» **ABOUT THIS TASK**
The answer should hold exactly the lines of the entries below from the one containing "Target: rear door window" through the last line, both included.

» **DATA RECORDS**

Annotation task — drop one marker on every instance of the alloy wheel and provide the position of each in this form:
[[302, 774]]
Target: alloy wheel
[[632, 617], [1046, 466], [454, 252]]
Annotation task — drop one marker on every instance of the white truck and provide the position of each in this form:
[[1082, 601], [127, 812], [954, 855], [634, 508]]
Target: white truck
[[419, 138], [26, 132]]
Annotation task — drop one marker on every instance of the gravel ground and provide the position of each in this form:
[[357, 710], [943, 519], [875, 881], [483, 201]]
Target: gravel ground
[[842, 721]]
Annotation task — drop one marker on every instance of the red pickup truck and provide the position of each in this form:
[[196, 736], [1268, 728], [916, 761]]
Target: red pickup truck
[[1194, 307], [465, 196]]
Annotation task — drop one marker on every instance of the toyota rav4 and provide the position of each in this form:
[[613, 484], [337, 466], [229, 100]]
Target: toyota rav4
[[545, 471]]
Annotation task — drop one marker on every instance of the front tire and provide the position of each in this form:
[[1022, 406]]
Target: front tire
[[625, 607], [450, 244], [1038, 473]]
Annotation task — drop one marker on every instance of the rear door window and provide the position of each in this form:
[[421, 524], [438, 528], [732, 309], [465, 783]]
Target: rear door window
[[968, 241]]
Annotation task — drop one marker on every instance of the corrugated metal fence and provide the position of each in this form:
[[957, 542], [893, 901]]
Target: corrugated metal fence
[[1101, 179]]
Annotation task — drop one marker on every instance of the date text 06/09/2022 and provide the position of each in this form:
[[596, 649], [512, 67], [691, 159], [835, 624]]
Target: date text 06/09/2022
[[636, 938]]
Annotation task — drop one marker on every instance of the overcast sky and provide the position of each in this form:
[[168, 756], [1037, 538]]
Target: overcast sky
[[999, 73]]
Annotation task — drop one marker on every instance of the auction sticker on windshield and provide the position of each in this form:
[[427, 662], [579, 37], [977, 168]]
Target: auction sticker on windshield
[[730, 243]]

» **OUTPUT BELOW**
Target: rear door window
[[968, 241]]
Annotation task — drop one marker on every instance of the corrugated metal fence and provide the position of each in this form:
[[957, 542], [893, 901]]
Target: corrugated metal fence
[[1101, 179]]
Annotation task — drop one marker on every instance of the date text 06/09/2022 and provide the position of each in this form:
[[596, 649], [512, 67], [691, 159], [835, 624]]
Target: date text 06/09/2022
[[636, 938]]
Annotation task — drop one marker on every instance of the overcast sky and provide the position of each in this form:
[[168, 756], [1037, 538]]
Target: overcast sky
[[999, 73]]
Annotation task — drop one marker on every instance of the auction sticker on windshield and provide the position of each in this form:
[[427, 662], [579, 37], [977, 168]]
Target: auction sticker on windshield
[[730, 243]]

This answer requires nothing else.